This is not the first time that ETA has declared a truce, but it is the first time that it has used the word "permanent." But will it be? Opinion in Spain is divided.

Journalist Gorka Landáburu, who was himself maimed by an ETA parcel bomb, which cost him an eye and part of one hand, welcomed the news. "I believe this is a genuine call for peace," he said. "It is a permanent ceasefire and not merely a truce. The path ahead will be complicated and difficult. But I can't see them turning back now."

Prime minister José Luís Lopez Zapatero, who had pledged himself to working for a Basque peace process when he took office two years ago, also welcomed the news but called for patience, warning that they were embarking on a "long, difficult and arduous process." Yet the conservative Popular Party greeted the announcement with skepticism. "It is a pause, not a renunciation [of terrorism]," declared PP's leader, Mariano Rajoy, who pointed out that ETA has yet to agree to lay down its arms.

ETA has lost considerable support among the Basque people in recent years and the organization has been seriously weakened by close cooperation between the French and Spanish security forces, who have arrested many of its leaders and seized quantities of arms, explosives and ammunition as well as computer files with valuable information on the members and their activities. Although there has been a spate of bombings in recent months, most were preceded by warnings, and while they caused considerable damage to property, there have been no deaths since 2003.

Pau Ríos of the Basque peace movement Alkarri described the wording of the communique as "a very important step forward....It is the best we could have hoped for from ETA." He said it would have been unrealistic to expect the group to announce its was laying down its arms at this time "But the word 'permanent' is particularly significant as it has very strong connotations in the Basque language," he said.

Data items

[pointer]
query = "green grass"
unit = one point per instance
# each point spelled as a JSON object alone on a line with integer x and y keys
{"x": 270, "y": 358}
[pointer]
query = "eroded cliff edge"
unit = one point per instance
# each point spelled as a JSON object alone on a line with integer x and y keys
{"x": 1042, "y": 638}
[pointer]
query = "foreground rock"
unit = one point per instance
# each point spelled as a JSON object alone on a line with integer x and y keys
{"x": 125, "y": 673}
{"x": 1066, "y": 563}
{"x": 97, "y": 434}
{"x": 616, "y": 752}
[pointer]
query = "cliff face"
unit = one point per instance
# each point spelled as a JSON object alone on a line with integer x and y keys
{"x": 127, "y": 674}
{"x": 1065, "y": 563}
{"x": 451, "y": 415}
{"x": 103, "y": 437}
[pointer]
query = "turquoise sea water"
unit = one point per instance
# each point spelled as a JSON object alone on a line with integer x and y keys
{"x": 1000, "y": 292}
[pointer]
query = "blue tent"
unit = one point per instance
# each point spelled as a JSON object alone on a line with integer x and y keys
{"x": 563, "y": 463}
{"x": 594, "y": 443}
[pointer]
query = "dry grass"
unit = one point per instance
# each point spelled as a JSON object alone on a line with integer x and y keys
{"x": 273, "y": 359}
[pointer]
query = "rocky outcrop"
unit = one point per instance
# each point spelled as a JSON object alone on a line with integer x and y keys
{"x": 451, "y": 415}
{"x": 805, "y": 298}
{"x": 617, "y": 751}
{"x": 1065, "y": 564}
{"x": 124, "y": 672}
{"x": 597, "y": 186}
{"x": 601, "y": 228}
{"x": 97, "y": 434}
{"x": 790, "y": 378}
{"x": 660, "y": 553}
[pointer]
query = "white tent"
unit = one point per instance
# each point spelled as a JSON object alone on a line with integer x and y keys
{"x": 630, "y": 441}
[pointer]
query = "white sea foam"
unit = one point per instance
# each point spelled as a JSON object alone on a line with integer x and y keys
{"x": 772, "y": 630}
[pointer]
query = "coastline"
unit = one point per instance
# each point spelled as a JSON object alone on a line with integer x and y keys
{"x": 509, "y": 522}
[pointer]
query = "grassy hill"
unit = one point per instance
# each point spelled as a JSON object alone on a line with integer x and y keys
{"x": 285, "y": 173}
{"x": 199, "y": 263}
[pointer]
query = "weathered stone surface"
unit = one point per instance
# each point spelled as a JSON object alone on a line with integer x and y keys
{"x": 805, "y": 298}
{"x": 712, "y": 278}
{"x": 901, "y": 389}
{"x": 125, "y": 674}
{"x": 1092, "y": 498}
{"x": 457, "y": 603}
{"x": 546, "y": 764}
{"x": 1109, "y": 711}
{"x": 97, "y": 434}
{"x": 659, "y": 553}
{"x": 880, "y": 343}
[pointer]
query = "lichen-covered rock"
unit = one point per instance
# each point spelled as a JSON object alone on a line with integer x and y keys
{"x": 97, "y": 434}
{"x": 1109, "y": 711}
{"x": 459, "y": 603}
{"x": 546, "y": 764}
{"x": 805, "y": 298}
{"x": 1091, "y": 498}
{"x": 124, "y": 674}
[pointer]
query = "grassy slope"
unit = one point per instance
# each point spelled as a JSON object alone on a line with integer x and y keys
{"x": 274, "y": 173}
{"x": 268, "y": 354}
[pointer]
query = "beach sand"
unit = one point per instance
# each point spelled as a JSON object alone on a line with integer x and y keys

# Questions
A: In the passage on the ETA ceasefire, rewrite the part that begins at the words "Journalist Gorka Landáburu, who" and stops after "down its arms.", changing "parcel bomb" to "letter bomb".
B: Using the passage on the ETA ceasefire, decide whether each statement agrees with it. Answer yes or no for each, and quote the words that decide it.
(i) Gorka Landáburu lost an eye in an ETA bombing.
(ii) The prime minister took office five years ago.
(iii) The recent bombings have caused deaths.
C: Answer these questions from the passage on the ETA ceasefire.
(i) Who is the leader of the Popular Party?
(ii) The security forces of which two countries have cooperated against ETA?
(iii) What is the name of the Basque peace movement that Pau Ríos belongs to?

# Exercise results
A:
Journalist Gorka Landáburu, who was himself maimed by an ETA letter bomb, which cost him an eye and part of one hand, welcomed the news. "I believe this is a genuine call for peace," he said. "It is a permanent ceasefire and not merely a truce. The path ahead will be complicated and difficult. But I can't see them turning back now."

Prime minister José Luís Lopez Zapatero, who had pledged himself to working for a Basque peace process when he took office two years ago, also welcomed the news but called for patience, warning that they were embarking on a "long, difficult and arduous process." Yet the conservative Popular Party greeted the announcement with skepticism. "It is a pause, not a renunciation [of terrorism]," declared PP's leader, Mariano Rajoy, who pointed out that ETA has yet to agree to lay down its arms.

B:
(i) Yes: "which cost him an eye and part of one hand"
(ii) No: "when he took office two years ago"
(iii) No: "there have been no deaths since 2003"

C:
(i) Mariano Rajoy
(ii) France and Spain
(iii) Alkarri